◆ RECORDS TO PROCESS
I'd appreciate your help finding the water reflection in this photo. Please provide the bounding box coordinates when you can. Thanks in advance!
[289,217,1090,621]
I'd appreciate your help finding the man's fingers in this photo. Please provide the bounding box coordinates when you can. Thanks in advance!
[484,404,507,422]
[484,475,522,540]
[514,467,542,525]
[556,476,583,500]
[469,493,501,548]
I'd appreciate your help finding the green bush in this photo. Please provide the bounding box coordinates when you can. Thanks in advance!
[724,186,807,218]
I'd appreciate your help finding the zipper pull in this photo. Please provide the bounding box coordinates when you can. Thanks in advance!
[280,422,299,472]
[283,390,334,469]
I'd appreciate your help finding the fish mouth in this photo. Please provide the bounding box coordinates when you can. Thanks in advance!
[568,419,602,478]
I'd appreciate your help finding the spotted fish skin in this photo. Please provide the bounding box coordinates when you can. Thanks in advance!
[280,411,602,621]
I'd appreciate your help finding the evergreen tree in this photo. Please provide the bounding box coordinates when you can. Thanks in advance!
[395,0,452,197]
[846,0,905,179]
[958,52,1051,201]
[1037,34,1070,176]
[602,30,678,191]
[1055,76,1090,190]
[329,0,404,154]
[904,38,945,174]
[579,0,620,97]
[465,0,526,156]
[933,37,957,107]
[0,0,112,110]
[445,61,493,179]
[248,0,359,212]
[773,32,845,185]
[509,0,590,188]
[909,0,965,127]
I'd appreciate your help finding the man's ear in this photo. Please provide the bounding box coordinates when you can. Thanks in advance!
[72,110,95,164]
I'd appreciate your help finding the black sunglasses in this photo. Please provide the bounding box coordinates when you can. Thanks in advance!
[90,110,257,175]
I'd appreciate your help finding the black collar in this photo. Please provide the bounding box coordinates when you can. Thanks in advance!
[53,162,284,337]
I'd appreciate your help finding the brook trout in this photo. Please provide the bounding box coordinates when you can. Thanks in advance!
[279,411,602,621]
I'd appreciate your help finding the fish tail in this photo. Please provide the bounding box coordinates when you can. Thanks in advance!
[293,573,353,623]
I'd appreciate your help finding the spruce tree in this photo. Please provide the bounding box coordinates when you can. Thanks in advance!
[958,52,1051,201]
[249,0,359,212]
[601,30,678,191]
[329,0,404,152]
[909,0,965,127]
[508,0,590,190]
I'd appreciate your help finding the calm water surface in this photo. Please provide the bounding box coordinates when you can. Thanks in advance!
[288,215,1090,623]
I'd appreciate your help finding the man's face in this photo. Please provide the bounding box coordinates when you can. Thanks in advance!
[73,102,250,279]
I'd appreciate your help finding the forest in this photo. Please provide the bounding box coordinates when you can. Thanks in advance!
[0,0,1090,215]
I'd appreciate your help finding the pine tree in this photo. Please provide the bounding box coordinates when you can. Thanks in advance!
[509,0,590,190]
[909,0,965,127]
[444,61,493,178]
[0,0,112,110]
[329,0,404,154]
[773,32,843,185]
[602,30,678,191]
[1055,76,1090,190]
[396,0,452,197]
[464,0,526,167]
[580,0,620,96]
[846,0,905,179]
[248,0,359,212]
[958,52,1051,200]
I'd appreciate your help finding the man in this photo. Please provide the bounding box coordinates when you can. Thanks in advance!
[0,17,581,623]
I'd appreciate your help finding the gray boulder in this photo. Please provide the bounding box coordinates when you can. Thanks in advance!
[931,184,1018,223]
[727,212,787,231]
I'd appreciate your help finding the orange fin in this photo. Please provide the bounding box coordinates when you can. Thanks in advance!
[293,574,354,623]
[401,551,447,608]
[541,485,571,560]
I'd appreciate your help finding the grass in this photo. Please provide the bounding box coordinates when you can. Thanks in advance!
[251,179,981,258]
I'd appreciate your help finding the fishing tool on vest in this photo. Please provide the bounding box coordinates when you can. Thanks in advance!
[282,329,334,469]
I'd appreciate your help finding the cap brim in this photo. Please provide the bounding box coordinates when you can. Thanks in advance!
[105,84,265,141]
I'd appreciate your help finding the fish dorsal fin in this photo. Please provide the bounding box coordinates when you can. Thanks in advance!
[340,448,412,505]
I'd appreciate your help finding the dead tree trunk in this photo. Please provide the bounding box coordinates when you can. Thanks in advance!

◆ OBJECTIVE
Collect every line above that contains the word "black", and copy each one in full.

◆ TASK ANSWER
I'd appreciate your help finding the black sunglasses in this photo. Please provide the bounding box coordinates when you can. Thanks in advance!
I'd appreciate your help finding the black collar in this photo. Please provide the bounding box coordinates when you can. Thanks in advance!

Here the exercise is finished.